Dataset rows
---+---

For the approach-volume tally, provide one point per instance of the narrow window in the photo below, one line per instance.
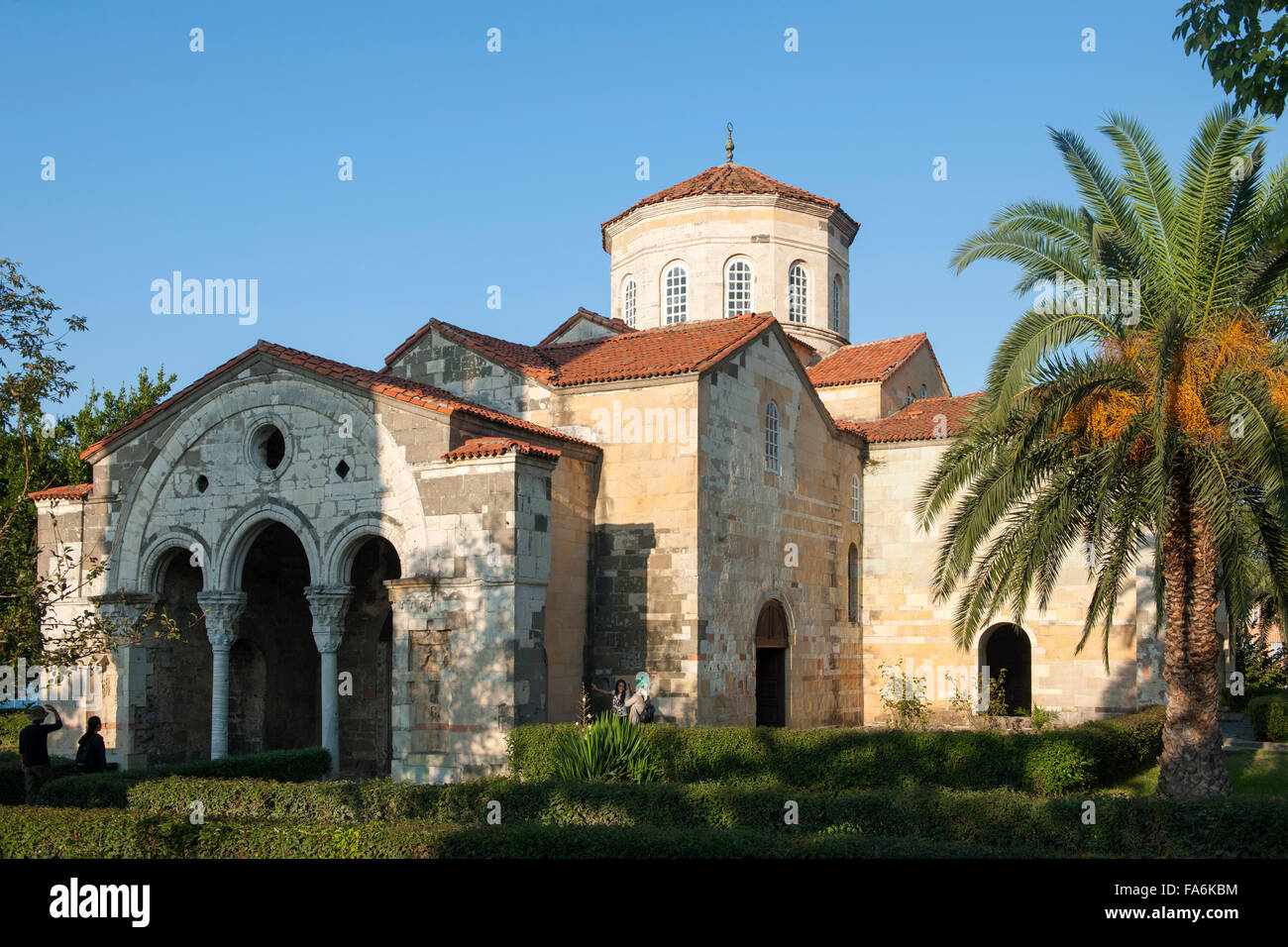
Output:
(854, 582)
(738, 289)
(772, 437)
(677, 294)
(629, 302)
(798, 292)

---+---

_EXERCISE_
Reproduce every line of the records above, requests included and pictures omitted. Multiply each point coordinate in the answers by 0.25 and round it to the nearest whole number, with halves rounded up.

_EXERCISE SOLUTION_
For the approach-volume tally, provide one point per instance of the narrow window in the photo below, one line per instance.
Output:
(214, 146)
(185, 72)
(193, 109)
(169, 74)
(157, 76)
(200, 73)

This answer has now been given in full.